Task brief: Show every line of the data below that contains the string "gray".

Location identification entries
════
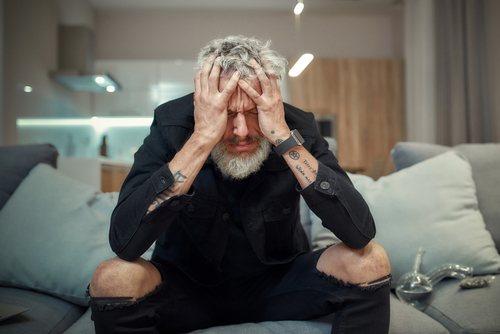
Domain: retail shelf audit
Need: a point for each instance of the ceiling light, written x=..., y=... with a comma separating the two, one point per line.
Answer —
x=299, y=7
x=300, y=65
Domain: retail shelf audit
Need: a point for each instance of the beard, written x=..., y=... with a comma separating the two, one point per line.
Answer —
x=243, y=164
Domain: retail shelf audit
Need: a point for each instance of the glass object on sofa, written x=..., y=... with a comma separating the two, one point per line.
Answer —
x=415, y=288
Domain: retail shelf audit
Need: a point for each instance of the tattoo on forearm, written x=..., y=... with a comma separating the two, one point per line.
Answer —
x=165, y=195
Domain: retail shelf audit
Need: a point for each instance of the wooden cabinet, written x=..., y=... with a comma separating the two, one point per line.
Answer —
x=367, y=96
x=101, y=173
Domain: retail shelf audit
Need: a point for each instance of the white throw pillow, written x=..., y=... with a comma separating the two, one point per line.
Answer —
x=433, y=205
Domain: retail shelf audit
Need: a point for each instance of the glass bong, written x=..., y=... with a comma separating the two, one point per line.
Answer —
x=415, y=288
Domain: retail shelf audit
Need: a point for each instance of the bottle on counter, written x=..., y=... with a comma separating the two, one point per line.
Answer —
x=104, y=147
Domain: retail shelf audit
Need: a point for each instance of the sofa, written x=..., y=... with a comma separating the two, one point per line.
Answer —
x=54, y=232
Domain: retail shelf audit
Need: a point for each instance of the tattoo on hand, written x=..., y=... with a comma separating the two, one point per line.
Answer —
x=294, y=155
x=301, y=171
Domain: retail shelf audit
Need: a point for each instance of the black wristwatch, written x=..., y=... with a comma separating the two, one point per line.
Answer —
x=295, y=139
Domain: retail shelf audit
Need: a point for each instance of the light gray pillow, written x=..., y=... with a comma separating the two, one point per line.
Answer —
x=431, y=205
x=485, y=163
x=53, y=234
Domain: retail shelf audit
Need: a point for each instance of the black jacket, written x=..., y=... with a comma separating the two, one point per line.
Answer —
x=192, y=230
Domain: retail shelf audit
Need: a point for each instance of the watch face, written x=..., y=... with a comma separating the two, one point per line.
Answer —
x=297, y=136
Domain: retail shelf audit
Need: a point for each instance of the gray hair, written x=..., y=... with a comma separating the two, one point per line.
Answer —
x=236, y=53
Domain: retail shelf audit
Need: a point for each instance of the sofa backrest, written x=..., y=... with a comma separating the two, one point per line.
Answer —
x=17, y=161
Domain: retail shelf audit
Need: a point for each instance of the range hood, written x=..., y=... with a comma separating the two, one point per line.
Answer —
x=76, y=62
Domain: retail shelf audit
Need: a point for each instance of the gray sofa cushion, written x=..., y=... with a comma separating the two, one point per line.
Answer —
x=404, y=320
x=470, y=311
x=17, y=161
x=46, y=314
x=485, y=163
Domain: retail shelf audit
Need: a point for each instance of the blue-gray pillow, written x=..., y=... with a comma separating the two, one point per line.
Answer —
x=433, y=205
x=53, y=234
x=17, y=161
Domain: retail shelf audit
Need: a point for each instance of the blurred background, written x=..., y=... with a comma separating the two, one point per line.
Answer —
x=80, y=73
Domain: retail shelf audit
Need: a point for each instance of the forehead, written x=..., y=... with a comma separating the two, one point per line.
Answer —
x=254, y=83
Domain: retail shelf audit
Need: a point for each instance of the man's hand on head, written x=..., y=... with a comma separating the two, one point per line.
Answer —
x=269, y=104
x=210, y=104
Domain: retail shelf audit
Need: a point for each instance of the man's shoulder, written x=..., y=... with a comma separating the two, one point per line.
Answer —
x=176, y=112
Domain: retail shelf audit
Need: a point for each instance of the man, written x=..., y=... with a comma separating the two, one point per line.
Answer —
x=217, y=185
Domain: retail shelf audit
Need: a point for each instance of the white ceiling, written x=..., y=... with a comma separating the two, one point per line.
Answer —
x=316, y=6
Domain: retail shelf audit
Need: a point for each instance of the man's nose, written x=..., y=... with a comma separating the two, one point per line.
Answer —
x=240, y=127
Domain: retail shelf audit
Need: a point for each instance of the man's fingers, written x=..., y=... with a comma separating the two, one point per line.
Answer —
x=231, y=86
x=272, y=77
x=213, y=79
x=250, y=91
x=264, y=80
x=197, y=81
x=205, y=71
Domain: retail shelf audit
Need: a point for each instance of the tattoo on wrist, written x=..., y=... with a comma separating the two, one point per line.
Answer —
x=294, y=155
x=164, y=196
x=301, y=171
x=315, y=172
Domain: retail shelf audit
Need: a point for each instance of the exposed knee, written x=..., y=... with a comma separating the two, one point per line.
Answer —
x=358, y=266
x=120, y=278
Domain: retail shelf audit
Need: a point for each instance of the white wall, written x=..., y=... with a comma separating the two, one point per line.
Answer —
x=420, y=63
x=492, y=15
x=180, y=35
x=30, y=53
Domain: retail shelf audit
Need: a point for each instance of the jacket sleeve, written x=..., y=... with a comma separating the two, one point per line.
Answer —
x=131, y=231
x=333, y=198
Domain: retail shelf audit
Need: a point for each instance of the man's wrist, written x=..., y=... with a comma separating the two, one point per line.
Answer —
x=293, y=139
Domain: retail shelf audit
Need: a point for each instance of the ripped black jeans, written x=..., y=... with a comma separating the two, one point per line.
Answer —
x=295, y=291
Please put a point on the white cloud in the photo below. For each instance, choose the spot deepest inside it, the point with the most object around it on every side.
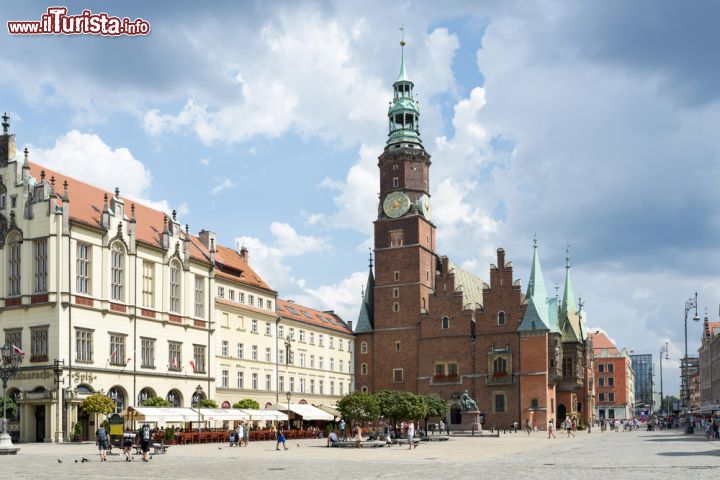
(223, 185)
(87, 157)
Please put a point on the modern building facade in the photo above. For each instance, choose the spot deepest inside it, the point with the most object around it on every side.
(129, 304)
(428, 326)
(642, 365)
(615, 379)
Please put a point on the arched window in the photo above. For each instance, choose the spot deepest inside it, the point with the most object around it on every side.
(175, 398)
(499, 365)
(116, 395)
(14, 271)
(175, 279)
(117, 272)
(144, 394)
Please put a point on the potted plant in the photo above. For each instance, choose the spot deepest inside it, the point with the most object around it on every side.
(77, 432)
(169, 436)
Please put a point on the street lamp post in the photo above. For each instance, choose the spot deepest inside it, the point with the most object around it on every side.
(663, 350)
(11, 359)
(288, 395)
(690, 303)
(198, 395)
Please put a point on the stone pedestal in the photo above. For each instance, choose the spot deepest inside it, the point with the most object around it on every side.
(470, 421)
(6, 446)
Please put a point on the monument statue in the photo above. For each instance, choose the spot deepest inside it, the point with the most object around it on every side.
(467, 403)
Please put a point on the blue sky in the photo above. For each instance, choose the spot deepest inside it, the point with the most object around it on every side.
(592, 123)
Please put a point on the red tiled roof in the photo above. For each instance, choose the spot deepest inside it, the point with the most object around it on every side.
(602, 342)
(293, 311)
(86, 205)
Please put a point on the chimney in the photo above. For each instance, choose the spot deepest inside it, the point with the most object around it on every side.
(501, 259)
(206, 237)
(66, 209)
(165, 237)
(131, 229)
(186, 247)
(7, 140)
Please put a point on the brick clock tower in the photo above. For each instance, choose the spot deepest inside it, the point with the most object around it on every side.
(404, 252)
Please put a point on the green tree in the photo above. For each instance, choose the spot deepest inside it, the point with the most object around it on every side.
(359, 407)
(247, 403)
(207, 403)
(98, 404)
(401, 405)
(11, 406)
(156, 402)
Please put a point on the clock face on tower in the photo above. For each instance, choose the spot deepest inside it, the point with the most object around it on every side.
(396, 204)
(423, 206)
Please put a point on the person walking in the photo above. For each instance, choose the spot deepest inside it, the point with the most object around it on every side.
(280, 437)
(551, 429)
(411, 434)
(145, 437)
(128, 439)
(101, 440)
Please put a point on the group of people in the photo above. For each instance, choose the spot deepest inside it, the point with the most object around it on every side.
(144, 436)
(240, 436)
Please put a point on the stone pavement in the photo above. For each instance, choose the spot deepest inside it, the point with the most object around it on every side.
(607, 456)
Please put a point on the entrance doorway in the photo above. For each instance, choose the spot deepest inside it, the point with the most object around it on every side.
(562, 413)
(40, 423)
(455, 416)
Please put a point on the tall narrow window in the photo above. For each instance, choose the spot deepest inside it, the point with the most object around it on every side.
(40, 248)
(117, 259)
(199, 358)
(82, 268)
(148, 279)
(83, 345)
(38, 344)
(199, 284)
(147, 352)
(14, 267)
(174, 356)
(117, 349)
(175, 272)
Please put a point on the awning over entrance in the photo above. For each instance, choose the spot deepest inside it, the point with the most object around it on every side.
(332, 411)
(223, 414)
(307, 412)
(260, 415)
(159, 414)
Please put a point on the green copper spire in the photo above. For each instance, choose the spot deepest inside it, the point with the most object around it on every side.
(537, 314)
(568, 305)
(403, 114)
(365, 319)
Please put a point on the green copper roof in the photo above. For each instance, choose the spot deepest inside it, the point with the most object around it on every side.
(472, 286)
(537, 313)
(553, 315)
(365, 319)
(404, 113)
(402, 77)
(569, 319)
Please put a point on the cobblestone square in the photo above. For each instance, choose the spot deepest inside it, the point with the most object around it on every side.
(633, 455)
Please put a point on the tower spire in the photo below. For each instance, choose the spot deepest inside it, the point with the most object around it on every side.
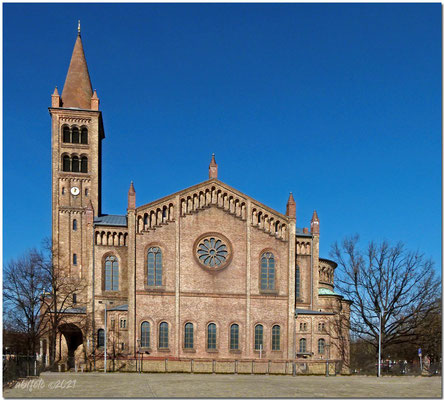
════
Answer to the problem:
Need: a point for each instance of the light gray pillow, written x=..., y=... with a comma separating the two, one point per line.
Need: a point for each instance of the gray hair, written x=..., y=... with a comma separating the two, one point per line.
Need: a point for each instance of the gray sofa cushion, written x=..., y=... with a comma separating the two, one point per line.
Need: a point for each instance of the blue-gray pillow, written x=..., y=... with a comma separating the two, one point per line.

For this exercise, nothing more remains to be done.